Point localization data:

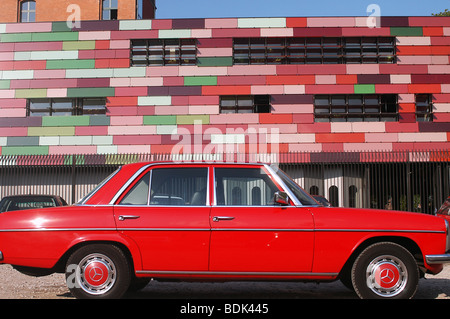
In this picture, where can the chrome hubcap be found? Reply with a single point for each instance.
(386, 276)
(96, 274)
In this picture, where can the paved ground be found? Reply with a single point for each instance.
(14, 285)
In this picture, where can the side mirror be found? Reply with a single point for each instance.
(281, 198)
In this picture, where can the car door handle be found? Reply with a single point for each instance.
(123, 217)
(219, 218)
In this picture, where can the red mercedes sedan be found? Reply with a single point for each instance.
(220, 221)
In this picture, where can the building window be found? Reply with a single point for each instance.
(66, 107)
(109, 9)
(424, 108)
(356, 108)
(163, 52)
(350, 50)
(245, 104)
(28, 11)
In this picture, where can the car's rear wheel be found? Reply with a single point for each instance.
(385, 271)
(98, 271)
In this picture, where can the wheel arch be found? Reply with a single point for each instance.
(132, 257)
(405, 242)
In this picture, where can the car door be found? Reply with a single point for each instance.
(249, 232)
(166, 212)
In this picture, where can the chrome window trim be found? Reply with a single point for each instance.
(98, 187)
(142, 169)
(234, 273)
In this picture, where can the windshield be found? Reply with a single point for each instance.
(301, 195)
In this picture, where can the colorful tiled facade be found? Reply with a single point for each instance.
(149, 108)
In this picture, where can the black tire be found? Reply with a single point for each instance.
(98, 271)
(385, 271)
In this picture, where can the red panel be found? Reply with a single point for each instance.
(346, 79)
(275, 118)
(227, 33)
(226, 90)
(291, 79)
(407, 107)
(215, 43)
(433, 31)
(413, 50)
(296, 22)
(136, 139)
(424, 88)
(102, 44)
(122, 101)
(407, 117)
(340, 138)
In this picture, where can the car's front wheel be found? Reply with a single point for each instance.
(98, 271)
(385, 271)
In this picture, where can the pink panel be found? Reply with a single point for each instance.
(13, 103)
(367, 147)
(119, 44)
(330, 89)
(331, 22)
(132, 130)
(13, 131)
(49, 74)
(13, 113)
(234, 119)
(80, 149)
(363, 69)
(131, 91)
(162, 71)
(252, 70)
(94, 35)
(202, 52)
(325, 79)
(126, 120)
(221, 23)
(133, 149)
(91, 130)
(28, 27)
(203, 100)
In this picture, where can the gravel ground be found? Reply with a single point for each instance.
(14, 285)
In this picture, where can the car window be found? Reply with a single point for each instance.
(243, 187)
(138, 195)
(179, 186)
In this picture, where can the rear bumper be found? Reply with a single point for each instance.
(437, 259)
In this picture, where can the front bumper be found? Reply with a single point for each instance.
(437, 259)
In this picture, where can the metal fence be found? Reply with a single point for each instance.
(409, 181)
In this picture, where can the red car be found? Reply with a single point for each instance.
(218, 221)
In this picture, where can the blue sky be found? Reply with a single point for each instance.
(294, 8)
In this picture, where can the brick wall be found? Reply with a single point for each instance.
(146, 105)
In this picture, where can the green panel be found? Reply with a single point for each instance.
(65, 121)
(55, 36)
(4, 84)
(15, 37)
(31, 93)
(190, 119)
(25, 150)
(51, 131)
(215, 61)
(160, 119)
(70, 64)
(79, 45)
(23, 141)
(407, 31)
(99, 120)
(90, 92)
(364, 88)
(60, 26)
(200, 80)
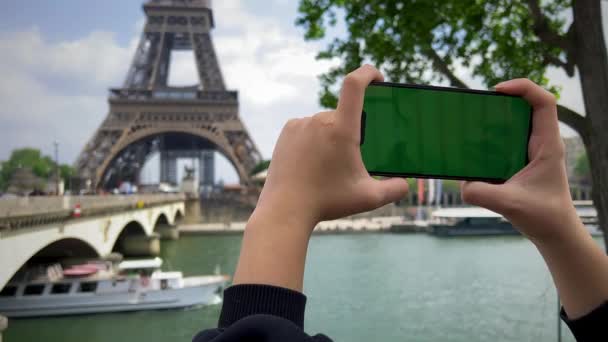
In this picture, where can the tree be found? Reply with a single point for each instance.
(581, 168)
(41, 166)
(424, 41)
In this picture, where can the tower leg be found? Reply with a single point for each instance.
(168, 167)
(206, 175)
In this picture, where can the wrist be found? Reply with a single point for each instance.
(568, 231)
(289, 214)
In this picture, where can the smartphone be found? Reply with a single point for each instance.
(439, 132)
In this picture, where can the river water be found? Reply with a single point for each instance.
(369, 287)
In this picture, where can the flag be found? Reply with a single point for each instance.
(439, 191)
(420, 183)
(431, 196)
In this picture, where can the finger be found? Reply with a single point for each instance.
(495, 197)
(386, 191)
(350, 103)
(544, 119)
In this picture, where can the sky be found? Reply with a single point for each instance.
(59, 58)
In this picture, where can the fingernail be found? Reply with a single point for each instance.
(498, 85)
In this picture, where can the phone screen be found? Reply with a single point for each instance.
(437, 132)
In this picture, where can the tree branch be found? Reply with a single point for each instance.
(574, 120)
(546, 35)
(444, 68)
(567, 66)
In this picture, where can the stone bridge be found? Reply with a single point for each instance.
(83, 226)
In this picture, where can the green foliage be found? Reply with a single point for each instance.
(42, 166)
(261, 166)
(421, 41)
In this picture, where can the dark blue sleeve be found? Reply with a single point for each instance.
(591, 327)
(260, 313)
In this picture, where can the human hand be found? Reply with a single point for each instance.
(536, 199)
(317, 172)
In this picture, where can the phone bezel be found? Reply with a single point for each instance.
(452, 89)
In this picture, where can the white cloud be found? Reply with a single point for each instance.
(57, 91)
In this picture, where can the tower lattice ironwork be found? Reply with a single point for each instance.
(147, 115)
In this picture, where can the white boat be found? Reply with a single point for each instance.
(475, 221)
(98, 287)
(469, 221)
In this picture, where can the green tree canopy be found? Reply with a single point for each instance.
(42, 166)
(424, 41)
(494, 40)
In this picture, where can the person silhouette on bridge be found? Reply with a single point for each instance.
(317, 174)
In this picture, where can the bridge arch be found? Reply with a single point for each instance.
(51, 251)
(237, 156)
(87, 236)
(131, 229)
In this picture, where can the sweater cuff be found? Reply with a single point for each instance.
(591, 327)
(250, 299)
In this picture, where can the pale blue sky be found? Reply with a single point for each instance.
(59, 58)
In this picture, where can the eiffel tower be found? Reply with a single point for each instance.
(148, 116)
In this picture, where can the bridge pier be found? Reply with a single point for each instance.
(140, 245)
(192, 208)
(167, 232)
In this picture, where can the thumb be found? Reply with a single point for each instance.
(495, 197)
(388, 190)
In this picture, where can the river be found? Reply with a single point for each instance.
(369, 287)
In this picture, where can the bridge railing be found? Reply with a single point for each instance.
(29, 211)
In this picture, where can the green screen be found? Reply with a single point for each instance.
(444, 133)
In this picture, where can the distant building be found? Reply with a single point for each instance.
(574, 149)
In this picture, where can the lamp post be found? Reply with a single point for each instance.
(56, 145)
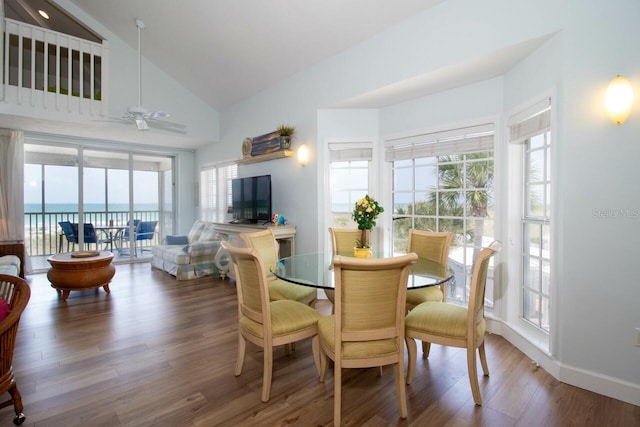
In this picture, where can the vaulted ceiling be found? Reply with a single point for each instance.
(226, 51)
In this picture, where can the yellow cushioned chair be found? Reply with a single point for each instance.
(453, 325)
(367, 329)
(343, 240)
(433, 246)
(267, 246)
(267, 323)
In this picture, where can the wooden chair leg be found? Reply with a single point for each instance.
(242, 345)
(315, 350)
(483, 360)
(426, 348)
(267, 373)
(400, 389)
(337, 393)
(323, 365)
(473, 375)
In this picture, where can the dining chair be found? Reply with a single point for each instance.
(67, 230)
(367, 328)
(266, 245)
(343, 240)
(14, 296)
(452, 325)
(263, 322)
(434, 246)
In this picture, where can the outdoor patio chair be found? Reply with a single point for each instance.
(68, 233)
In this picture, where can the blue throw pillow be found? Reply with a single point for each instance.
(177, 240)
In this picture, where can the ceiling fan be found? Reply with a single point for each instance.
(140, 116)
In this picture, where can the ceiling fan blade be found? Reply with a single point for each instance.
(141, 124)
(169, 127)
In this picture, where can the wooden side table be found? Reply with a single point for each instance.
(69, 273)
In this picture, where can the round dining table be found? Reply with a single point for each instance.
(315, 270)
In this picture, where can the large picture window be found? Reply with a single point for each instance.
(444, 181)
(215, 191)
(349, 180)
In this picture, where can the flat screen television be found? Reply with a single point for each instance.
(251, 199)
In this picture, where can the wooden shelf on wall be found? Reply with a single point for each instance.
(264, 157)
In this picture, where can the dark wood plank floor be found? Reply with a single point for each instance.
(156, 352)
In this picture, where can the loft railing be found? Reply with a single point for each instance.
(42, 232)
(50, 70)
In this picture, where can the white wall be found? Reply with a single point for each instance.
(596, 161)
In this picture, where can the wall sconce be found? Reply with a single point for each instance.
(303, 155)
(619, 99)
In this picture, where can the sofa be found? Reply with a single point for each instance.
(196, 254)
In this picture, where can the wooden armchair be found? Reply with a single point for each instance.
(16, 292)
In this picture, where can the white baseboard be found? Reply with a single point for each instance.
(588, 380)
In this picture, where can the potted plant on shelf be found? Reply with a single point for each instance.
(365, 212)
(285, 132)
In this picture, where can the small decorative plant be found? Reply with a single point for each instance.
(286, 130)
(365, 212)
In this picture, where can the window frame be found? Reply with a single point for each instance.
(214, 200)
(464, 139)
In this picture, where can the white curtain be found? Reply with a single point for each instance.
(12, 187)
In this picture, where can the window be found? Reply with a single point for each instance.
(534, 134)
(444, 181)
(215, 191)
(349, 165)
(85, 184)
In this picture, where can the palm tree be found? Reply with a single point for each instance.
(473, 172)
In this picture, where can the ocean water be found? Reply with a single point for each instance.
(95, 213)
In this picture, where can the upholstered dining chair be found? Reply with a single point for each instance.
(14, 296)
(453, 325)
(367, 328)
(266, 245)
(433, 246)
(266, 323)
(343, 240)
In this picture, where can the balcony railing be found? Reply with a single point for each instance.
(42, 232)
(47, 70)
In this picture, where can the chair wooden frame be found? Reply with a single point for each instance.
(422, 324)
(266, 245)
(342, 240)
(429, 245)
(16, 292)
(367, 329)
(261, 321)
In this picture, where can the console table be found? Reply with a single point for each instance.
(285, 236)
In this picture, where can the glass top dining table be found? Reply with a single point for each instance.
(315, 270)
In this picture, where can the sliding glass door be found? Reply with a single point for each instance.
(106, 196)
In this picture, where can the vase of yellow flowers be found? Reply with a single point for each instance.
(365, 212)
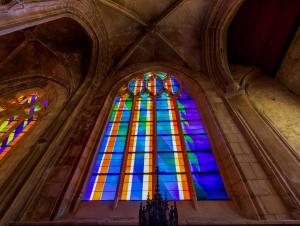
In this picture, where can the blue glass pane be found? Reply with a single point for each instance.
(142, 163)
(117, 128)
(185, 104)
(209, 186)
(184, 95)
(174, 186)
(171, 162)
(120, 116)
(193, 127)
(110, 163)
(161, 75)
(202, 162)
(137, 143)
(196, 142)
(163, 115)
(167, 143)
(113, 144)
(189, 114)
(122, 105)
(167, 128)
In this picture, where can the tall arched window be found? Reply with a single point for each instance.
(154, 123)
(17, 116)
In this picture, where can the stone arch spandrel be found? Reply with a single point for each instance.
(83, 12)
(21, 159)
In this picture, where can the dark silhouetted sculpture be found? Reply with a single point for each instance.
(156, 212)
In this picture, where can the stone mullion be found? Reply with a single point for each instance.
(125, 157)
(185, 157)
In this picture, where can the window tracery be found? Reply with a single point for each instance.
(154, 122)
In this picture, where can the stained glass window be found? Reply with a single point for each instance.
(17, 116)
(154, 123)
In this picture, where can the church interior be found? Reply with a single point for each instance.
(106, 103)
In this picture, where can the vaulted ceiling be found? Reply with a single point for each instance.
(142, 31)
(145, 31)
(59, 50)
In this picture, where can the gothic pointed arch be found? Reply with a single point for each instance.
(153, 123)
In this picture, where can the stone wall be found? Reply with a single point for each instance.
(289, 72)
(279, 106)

PROBLEM REQUIREMENTS
Include both ends. Return the line holding "In this picture, where can the window tracery" and all lines after it in the records above, exactly as written.

EXPECTED ANSWER
In this picture, where can the window tracery be found? Reply with a single point for each instance.
(154, 122)
In this picture, where can the stained glass window be found? Reply with a single point for each instance.
(17, 116)
(154, 123)
In this picture, where can the church interior be found? Reply with a single point for each instance.
(106, 103)
In this picture, where can the vaulted ceiling be found? Reply with a single point for each instance.
(142, 31)
(145, 31)
(59, 50)
In this picture, where can the gothic pointed arch be found? Reply with a single point for each instance.
(153, 123)
In this picture, where can the stone wall be found? Reply with a single point for each instance.
(289, 72)
(279, 106)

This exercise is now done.